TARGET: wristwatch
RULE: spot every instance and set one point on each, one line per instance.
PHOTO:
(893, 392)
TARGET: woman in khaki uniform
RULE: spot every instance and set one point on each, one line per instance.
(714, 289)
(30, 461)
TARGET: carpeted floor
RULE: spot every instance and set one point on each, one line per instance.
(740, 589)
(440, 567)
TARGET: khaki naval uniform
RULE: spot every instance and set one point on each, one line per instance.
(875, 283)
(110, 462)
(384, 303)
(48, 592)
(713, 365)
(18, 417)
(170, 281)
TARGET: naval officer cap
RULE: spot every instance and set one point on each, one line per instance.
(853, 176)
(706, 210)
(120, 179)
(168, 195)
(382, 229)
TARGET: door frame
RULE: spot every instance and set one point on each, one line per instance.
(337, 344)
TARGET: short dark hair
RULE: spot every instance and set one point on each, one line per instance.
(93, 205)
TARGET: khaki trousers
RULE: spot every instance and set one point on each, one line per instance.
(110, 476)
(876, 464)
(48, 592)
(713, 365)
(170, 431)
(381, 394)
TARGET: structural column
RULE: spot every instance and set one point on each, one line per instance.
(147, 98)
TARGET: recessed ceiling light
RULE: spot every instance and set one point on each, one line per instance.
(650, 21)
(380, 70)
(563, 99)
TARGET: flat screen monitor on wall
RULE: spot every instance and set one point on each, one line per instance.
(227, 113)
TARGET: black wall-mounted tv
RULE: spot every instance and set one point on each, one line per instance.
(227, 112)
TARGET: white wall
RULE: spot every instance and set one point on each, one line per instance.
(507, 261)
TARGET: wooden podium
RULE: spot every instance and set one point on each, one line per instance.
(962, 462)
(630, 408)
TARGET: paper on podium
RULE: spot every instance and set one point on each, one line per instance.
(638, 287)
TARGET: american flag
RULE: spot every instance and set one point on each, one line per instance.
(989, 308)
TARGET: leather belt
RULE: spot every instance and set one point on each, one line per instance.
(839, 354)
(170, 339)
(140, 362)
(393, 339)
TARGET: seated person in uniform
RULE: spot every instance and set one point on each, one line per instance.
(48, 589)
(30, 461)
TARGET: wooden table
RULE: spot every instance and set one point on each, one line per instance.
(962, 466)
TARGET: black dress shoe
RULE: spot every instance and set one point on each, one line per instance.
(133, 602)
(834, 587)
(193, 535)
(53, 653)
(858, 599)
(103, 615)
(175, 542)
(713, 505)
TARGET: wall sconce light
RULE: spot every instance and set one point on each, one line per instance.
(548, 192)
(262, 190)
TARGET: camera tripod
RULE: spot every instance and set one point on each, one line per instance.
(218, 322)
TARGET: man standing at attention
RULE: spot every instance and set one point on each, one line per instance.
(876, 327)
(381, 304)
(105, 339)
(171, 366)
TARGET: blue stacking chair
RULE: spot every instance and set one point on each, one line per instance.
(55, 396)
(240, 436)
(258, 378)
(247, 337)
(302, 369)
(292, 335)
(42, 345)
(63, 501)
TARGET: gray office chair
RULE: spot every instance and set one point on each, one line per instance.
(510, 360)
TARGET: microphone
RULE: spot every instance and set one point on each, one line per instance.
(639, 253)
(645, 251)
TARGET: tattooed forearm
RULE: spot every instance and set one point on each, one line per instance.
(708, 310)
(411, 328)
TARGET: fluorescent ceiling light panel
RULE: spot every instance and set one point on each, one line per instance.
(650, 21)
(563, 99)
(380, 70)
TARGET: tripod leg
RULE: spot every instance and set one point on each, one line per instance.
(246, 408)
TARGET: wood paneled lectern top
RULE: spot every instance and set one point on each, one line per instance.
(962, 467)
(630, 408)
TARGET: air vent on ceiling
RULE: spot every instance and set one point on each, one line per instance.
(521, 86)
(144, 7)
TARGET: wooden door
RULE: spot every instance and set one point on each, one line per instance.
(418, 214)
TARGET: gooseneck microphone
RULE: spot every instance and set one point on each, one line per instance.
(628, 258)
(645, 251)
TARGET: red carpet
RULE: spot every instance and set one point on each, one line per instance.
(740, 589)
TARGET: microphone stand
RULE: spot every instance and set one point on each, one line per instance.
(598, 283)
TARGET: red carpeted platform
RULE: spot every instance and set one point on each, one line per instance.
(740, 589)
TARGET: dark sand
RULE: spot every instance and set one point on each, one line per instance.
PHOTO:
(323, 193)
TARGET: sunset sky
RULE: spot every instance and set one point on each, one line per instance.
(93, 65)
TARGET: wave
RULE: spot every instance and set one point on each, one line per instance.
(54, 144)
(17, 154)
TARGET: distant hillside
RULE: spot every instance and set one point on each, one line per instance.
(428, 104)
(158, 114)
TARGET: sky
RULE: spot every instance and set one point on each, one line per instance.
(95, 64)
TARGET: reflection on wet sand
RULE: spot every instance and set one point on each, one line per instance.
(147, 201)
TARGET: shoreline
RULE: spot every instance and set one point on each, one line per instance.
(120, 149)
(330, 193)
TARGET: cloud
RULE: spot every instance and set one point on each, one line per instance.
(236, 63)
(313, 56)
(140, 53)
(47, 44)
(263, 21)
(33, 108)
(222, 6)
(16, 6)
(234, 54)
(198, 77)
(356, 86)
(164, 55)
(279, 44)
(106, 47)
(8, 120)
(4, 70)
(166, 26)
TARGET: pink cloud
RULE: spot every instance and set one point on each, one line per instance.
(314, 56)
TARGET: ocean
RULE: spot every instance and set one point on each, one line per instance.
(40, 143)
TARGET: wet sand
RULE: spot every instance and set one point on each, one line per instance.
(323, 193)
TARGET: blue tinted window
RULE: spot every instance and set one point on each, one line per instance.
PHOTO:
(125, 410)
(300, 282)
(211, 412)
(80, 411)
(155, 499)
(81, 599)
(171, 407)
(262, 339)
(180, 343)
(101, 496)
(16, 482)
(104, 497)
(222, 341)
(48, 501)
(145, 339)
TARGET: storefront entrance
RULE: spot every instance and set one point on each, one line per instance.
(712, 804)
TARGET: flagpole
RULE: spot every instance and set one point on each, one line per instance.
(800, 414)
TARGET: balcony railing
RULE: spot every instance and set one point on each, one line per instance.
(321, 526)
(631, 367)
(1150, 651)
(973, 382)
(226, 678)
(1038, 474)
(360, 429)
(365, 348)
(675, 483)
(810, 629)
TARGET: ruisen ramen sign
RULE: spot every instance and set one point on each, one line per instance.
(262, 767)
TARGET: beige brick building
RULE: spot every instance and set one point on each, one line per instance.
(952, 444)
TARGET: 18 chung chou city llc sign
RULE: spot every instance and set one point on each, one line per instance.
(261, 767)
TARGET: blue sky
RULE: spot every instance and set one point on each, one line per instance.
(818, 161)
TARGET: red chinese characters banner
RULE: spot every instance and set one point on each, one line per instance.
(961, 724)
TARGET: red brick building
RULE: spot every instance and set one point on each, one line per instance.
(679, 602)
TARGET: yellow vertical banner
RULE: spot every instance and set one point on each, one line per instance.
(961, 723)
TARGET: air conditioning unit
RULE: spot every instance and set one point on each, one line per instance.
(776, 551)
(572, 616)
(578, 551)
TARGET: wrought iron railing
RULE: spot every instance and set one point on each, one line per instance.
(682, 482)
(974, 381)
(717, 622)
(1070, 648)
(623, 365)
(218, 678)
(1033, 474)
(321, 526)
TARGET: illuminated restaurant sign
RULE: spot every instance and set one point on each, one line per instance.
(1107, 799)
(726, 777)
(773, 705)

..........

- WHAT THE TASK REQUIRES
Please rewrite all the rows above as a numbered list, omitting any blank lines.

- OUTPUT FOR THIS EXERCISE
1. TARGET: wristwatch
2. RULE: spot every instance and set one point on each, one line per instance.
3. PHOTO:
4. (893, 392)
5. TARGET: woman in khaki uniform
6. RULE: spot every instance and set one point on each, one line per instance.
7. (714, 289)
8. (30, 461)
9. TARGET: carpeted floor
10. RULE: spot every instance and set one point on each, one line per instance.
11. (740, 589)
12. (440, 567)
13. TARGET: khaki naval uniform
14. RULE: spot every instance and set one point on each, one line per instance.
15. (875, 283)
16. (110, 462)
17. (384, 303)
18. (48, 592)
19. (713, 365)
20. (18, 417)
21. (170, 281)
22. TARGET: naval officer cap
23. RULE: spot every instance and set one point on each, one line per instance.
24. (853, 176)
25. (706, 210)
26. (120, 179)
27. (168, 195)
28. (382, 229)
29. TARGET: door frame
30. RULE: spot every instance and set one point on each, one line per instance.
31. (337, 344)
32. TARGET: short dark hair
33. RULE: spot every instance and set one point on each, one line per instance.
34. (93, 205)
35. TARGET: khaki trousers
36. RULE: spot every instance and set one point on each, one line per instance.
37. (110, 476)
38. (876, 464)
39. (48, 592)
40. (713, 365)
41. (170, 431)
42. (381, 394)
43. TARGET: structural column
44. RULE: spot every instance and set one point on each, one line per instance.
45. (147, 98)
46. TARGET: recessed ceiling light
47. RULE: spot every instance and set one point on each, one line per instance.
48. (650, 21)
49. (380, 70)
50. (563, 99)
51. TARGET: flat screen monitor on wall
52. RULE: spot every instance and set one point on each, one line per instance.
53. (227, 113)
54. TARGET: black wall-mounted tv
55. RULE: spot every instance and set one point on each, one line per instance.
56. (227, 112)
57. TARGET: white wall
58. RULE: spot every instance and set one point on each, one line per instance.
59. (507, 261)
60. TARGET: wooden podium
61. RULE: spot every instance and set one point on each, one line per instance.
62. (962, 462)
63. (630, 408)
64. TARGET: paper on podium
65. RULE: spot every instance and set one point on each, one line per instance.
66. (638, 287)
67. TARGET: american flag
68. RULE: spot every instance and set one point on each, one line per instance.
69. (989, 308)
70. TARGET: leather belt
71. RULE: spot every instance and set one point on each, one line per instance.
72. (839, 354)
73. (170, 339)
74. (140, 362)
75. (393, 339)
76. TARGET: seated person in uniform
77. RULE: spot every instance and set one point on each, one line per instance.
78. (48, 589)
79. (30, 461)
80. TARGET: wooden table
81. RULE: spot every instance and set one point on each, one line per instance.
82. (962, 466)
83. TARGET: black dress shoe
84. RULE: spot every instance and set one point on each, one line per instance.
85. (133, 602)
86. (834, 587)
87. (193, 535)
88. (53, 653)
89. (858, 599)
90. (103, 615)
91. (175, 542)
92. (713, 505)
93. TARGET: wall sconce light
94. RULE: spot every instance and set one point on each, one line per instance.
95. (548, 192)
96. (262, 190)
97. TARGET: camera tripod
98. RULE: spot every instance and set one point on each, one line per instance.
99. (218, 322)
100. TARGET: man standing at attention
101. RULE: spot every instance and set one point on each, one line per instance.
102. (876, 327)
103. (381, 304)
104. (105, 339)
105. (171, 366)
106. TARGET: blue stacking chair
107. RULE: spot every instance and set one point on each, one line per instance.
108. (55, 396)
109. (240, 436)
110. (258, 378)
111. (247, 337)
112. (302, 369)
113. (292, 335)
114. (42, 345)
115. (63, 501)
116. TARGET: gray office chair
117. RULE: spot every instance and set one point on each, one line per instance.
118. (510, 360)
119. TARGET: microphone
120. RULE: spot every instance and set one point on each, one line per instance.
121. (639, 253)
122. (645, 251)
123. TARGET: tattooed forearm
124. RULE: spot every instance and set one point on each, one line per instance.
125. (708, 310)
126. (411, 328)
127. TARGET: fluorescent ceiling light panel
128. RULE: spot every instance and set one point on each, one line per instance.
129. (650, 21)
130. (563, 99)
131. (380, 70)
132. TARGET: tripod leg
133. RULE: spot every instance and set one point on each, one line per instance.
134. (246, 408)
135. TARGET: wood paneled lectern top
136. RULE: spot every instance and set one point on each, one line per instance.
137. (962, 467)
138. (630, 408)
139. TARGET: air vent on ceiling
140. RULE: spot every instance and set one point on each, one line per instance.
141. (521, 86)
142. (144, 7)
143. TARGET: wooden door
144. RULE: spot every instance and set one point on each, one line per instance.
145. (418, 214)
146. TARGET: gooseneck microphone
147. RULE: spot every instance and set one point on each, one line per instance.
148. (628, 258)
149. (645, 251)
150. TARGET: red carpet
151. RULE: spot every instance and set one point on each, one line per instance.
152. (740, 589)
153. TARGET: microphone stand
154. RULE: spot every instance and set one point on each, one line per instance.
155. (598, 283)
156. TARGET: red carpeted platform
157. RULE: spot every instance and set one point on each, one line per instance.
158. (740, 589)
159. TARGET: dark sand
160. RULE: spot every instance and set one point on each, one line per instance.
161. PHOTO:
162. (323, 193)
163. TARGET: sunset sky
164. RULE: spot every instance and set one point on each, one line per instance.
165. (93, 65)
166. TARGET: wave
167. RULE: spot every instance and set one point on each, one line per instance.
168. (54, 144)
169. (17, 154)
170. TARGET: distant hillside
171. RULE: spot every instance and set one point on each, one line per instance.
172. (428, 104)
173. (158, 114)
174. TARGET: sky
175. RULE: spot every instance and set one point on each, one line per instance.
176. (95, 64)
177. TARGET: reflection on wet sand
178. RULE: spot every instance and set one point on each, one line per instance.
179. (147, 201)
180. TARGET: shoreline
181. RULE: spot every instance and set one point on each, one line per instance.
182. (120, 149)
183. (330, 193)
184. TARGET: cloud
185. RULE: spot every instance and set one point on each, one line per instance.
186. (236, 63)
187. (313, 56)
188. (140, 53)
189. (47, 44)
190. (263, 21)
191. (33, 108)
192. (222, 6)
193. (16, 6)
194. (234, 54)
195. (198, 77)
196. (356, 86)
197. (164, 55)
198. (279, 44)
199. (106, 47)
200. (8, 120)
201. (4, 70)
202. (166, 26)
203. TARGET: pink cloud
204. RULE: spot every instance and set one point on each, one line per instance.
205. (314, 56)
206. TARGET: ocean
207. RULE: spot every instance and set one point on each, one line per instance.
208. (40, 143)
209. TARGET: wet sand
210. RULE: spot every instance and set one point on each, one line per instance.
211. (323, 193)
212. TARGET: blue tinted window
213. RULE: spot every instance and set one point on each, one line per instance.
214. PHOTO:
215. (125, 410)
216. (300, 282)
217. (211, 412)
218. (80, 411)
219. (155, 499)
220. (81, 599)
221. (171, 407)
222. (262, 339)
223. (180, 343)
224. (101, 496)
225. (16, 482)
226. (104, 497)
227. (222, 341)
228. (48, 501)
229. (145, 339)
230. TARGET: storefront entrance
231. RULE: spot every instance and set one point on each, one line per instance.
232. (712, 804)
233. TARGET: flagpole
234. RULE: spot every instance and set one point on each, one line per instance.
235. (800, 414)
236. TARGET: balcony railing
237. RULE: spot every instance and set one point on each, one line per instance.
238. (321, 526)
239. (631, 367)
240. (1150, 651)
241. (973, 382)
242. (226, 678)
243. (1038, 474)
244. (360, 429)
245. (365, 348)
246. (675, 483)
247. (810, 629)
248. TARGET: ruisen ramen sign
249. RULE: spot every instance and set one point on each, one line per instance.
250. (262, 767)
251. TARGET: beige brick building
252. RULE: spot every instance and set one point on each, one line per instance.
253. (952, 444)
254. TARGET: 18 chung chou city llc sign
255. RULE: spot every instance and set one point on each, one line per instance.
256. (261, 767)
257. TARGET: blue sky
258. RULE: spot every instance and set one point on each, one line per instance.
259. (818, 161)
260. TARGET: red chinese characters banner
261. RULE: spot every instance and set one point on each, one line per instance.
262. (961, 724)
263. TARGET: red brick building
264. RULE: spot every instance and set one point on each, one line per instance.
265. (679, 602)
266. TARGET: yellow vertical banner
267. RULE: spot every instance and set one point on each, one line per instance.
268. (961, 723)
269. TARGET: air conditioning unit
270. RULE: spot every instance and set one point on each, one line per instance.
271. (776, 551)
272. (572, 616)
273. (578, 551)
274. TARGET: wrought iron railing
275. RULE: spot every instance and set one point on each, one line per instance.
276. (682, 482)
277. (974, 381)
278. (717, 622)
279. (1070, 648)
280. (623, 365)
281. (218, 678)
282. (1033, 474)
283. (321, 526)
284. TARGET: illuminated restaurant sign
285. RULE: spot every instance and set one point on each, one line per instance.
286. (1107, 799)
287. (726, 777)
288. (773, 705)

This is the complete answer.